* START DATA SECTION *

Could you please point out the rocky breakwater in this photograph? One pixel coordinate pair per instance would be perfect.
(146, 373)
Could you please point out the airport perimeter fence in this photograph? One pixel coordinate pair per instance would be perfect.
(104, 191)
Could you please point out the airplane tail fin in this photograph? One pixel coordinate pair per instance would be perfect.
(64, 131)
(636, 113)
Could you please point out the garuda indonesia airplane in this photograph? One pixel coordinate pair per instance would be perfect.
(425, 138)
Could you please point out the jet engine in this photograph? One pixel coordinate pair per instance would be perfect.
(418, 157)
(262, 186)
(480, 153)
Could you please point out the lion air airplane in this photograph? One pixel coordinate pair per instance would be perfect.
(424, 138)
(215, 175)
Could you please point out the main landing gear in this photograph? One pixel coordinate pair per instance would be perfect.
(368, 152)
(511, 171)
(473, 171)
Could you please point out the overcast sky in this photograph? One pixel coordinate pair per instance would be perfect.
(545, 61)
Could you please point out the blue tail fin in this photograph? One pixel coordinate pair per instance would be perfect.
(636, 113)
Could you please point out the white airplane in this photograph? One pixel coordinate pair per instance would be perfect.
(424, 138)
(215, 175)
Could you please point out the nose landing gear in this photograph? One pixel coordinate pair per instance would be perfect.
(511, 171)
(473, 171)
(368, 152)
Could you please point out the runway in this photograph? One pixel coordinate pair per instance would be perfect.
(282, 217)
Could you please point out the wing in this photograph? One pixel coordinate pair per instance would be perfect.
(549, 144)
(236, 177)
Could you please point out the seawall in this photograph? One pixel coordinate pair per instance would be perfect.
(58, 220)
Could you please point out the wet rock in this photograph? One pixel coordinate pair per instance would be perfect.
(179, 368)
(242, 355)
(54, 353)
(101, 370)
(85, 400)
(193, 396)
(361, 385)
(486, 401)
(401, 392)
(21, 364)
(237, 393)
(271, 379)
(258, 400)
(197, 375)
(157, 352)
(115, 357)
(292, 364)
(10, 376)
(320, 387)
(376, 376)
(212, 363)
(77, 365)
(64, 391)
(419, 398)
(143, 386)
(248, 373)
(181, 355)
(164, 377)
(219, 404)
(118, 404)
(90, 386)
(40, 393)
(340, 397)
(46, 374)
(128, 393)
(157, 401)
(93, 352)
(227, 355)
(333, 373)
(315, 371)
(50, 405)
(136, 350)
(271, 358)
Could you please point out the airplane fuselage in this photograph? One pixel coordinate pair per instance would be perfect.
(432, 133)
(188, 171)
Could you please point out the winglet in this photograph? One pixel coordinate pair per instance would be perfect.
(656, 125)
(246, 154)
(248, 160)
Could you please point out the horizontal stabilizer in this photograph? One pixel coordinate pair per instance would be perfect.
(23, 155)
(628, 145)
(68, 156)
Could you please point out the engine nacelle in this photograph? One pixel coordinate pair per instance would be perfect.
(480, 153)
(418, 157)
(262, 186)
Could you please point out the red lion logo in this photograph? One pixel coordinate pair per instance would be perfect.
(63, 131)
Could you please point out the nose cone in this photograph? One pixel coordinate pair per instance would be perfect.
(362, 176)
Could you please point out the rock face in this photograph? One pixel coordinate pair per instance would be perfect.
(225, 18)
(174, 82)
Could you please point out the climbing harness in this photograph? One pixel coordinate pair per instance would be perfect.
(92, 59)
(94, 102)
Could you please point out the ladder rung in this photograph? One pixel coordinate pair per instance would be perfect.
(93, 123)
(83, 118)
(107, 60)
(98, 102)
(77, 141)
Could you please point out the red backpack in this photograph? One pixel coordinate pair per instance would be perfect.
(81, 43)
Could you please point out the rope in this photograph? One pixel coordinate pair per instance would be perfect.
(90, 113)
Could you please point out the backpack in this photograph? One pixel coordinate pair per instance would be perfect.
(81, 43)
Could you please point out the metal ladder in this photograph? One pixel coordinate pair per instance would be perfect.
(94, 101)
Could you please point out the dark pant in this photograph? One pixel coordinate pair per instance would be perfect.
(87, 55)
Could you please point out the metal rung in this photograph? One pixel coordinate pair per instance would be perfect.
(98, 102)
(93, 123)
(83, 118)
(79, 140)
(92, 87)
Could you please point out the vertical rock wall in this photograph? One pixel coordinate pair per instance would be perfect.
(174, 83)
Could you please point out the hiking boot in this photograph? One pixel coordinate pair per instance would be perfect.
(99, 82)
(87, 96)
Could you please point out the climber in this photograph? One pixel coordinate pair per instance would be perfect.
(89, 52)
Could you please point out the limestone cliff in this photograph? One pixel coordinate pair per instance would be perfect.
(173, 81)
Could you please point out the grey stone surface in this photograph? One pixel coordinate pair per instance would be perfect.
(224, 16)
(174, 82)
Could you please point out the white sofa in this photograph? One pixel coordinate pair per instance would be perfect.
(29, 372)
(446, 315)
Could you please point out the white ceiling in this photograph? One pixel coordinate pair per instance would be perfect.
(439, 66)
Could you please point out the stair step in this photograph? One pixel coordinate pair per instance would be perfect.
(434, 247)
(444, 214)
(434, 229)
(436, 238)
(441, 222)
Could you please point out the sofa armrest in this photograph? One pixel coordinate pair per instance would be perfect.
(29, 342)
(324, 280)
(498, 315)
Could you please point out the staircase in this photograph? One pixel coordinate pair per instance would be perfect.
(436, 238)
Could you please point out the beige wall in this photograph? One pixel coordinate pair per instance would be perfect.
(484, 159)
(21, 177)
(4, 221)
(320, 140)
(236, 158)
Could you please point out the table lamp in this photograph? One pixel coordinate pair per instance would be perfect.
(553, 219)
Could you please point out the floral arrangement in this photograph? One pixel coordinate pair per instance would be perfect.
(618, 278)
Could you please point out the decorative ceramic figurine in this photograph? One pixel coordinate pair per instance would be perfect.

* END DATA SECTION *

*PROBLEM DESCRIPTION*: Reproduce verbatim the rows beginning with the line that contains "Could you please point out the sofa" and continuing through the final row, including both of these.

*THE RESULT*:
Could you please point out the sofa armrest in this photograph? One pixel coordinate pair per instance would be perfect.
(29, 342)
(324, 280)
(498, 315)
Could you please point out the staircase in this photograph? One pixel coordinate pair per instance would be perfect.
(436, 238)
Could you please point out the beige wall in this photograph? One pixel coordinate pair per instance would be perfect.
(484, 159)
(21, 177)
(4, 221)
(320, 140)
(236, 158)
Could you please point out the table lamp in this photograph? One pixel coordinate pair per instance would be perfect.
(553, 219)
Could you please point out the floral arrangement in this photograph? One pixel coordinate pair per instance would be perfect.
(618, 278)
Could you please point out the decorative ceramic figurine in this photograph? One pixel coordinate pair per instance would be perfect.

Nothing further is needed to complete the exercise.